==== Dataset entries

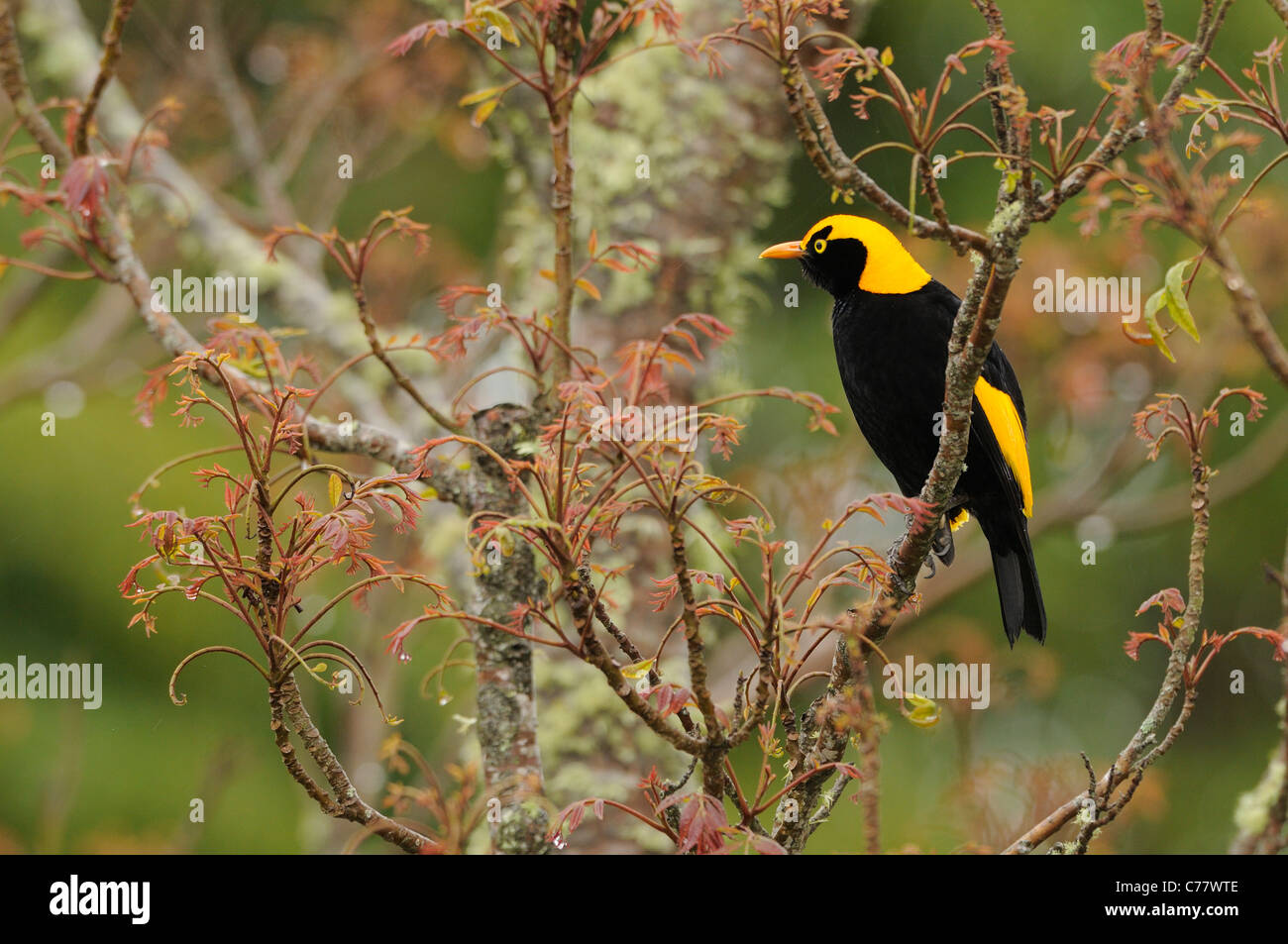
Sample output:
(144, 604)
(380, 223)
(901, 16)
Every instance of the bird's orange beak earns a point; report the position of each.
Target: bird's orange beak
(785, 250)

========

Your task: Repeat the material exactly as it reads, without any of its pictures.

Solution to the exercise:
Sample output:
(144, 604)
(380, 223)
(901, 16)
Every instance of the bird's orange beak earns a point; report the position of each.
Target: bird's orange beak
(785, 250)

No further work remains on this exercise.